* BEGIN *

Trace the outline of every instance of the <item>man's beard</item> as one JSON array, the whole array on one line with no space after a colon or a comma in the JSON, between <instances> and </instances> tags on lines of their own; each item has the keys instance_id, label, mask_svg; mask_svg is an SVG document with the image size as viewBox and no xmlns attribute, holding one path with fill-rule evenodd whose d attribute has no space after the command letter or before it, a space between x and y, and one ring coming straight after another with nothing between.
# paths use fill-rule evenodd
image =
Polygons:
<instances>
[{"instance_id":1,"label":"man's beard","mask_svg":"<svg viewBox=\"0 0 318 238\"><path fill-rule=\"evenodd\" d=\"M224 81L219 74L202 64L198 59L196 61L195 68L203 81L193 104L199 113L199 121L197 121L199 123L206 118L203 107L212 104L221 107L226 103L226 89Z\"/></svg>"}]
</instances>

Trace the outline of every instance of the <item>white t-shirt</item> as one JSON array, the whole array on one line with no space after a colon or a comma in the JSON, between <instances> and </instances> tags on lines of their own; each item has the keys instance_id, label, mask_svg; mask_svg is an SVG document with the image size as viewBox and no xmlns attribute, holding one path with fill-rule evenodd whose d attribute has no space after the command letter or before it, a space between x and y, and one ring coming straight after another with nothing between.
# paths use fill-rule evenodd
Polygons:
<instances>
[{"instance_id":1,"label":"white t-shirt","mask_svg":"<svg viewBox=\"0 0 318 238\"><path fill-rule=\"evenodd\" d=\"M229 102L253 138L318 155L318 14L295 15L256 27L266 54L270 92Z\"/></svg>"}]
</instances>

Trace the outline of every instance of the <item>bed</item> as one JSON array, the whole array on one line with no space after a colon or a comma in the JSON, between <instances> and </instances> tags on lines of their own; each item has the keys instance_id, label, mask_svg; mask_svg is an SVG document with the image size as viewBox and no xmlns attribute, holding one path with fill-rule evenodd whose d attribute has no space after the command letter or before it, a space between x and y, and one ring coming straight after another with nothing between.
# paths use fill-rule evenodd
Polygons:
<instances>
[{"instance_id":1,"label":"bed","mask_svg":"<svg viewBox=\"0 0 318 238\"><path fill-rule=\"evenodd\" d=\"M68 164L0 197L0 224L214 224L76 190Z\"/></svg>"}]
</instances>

* END *

:: Your task ::
Copy all the rows above again, line for line, with no changes.

:: Final result ::
Trace the outline of every instance of the <item>man's beard</item> as one JSON array, the whole array on one line with no space after a colon or a comma in the JSON, between <instances> and </instances> tags on lines of their own; each item has the keys instance_id, label, mask_svg; mask_svg is an SVG document with the image size as viewBox and no xmlns attribute, holding one path with fill-rule evenodd whose d attribute has no space after the command letter or before it, a space between x and y, and one ring coming straight after another with nothing between.
# paths use fill-rule evenodd
image =
Polygons:
<instances>
[{"instance_id":1,"label":"man's beard","mask_svg":"<svg viewBox=\"0 0 318 238\"><path fill-rule=\"evenodd\" d=\"M224 81L219 74L202 64L198 59L196 61L195 68L203 81L193 104L199 113L199 121L197 121L199 123L206 118L203 107L212 104L221 107L226 103L226 89Z\"/></svg>"}]
</instances>

Trace the outline of every instance of the <item>white t-shirt</item> as one JSON array, the whole array on one line with no space after a colon or a comma in the JSON, between <instances> and </instances> tags on lines of their own; each item has the keys instance_id, label, mask_svg; mask_svg is an SVG document with the image size as viewBox and no xmlns attribute, holding one path with fill-rule evenodd whose d attribute has no space after the command letter or before it, a space between x and y, and one ring coming straight after another with nothing between.
# paths use fill-rule evenodd
Polygons:
<instances>
[{"instance_id":1,"label":"white t-shirt","mask_svg":"<svg viewBox=\"0 0 318 238\"><path fill-rule=\"evenodd\" d=\"M229 102L253 138L318 155L318 14L295 15L256 27L266 54L270 92Z\"/></svg>"}]
</instances>

Trace the outline of every instance of the <item>bed</item> as one JSON array, the whole array on one line with no space after a colon or a comma in the JSON, between <instances> and </instances> tags on lines of their own; each item has the keys instance_id, label, mask_svg; mask_svg is an SVG document with the image size as viewBox and no xmlns attribute, holding one path with fill-rule evenodd whose d attribute has no space after the command letter or before it, a space between x and y, and one ring coming straight after another with nothing between.
# paths use fill-rule evenodd
Polygons:
<instances>
[{"instance_id":1,"label":"bed","mask_svg":"<svg viewBox=\"0 0 318 238\"><path fill-rule=\"evenodd\" d=\"M68 164L0 197L0 224L214 224L76 190Z\"/></svg>"}]
</instances>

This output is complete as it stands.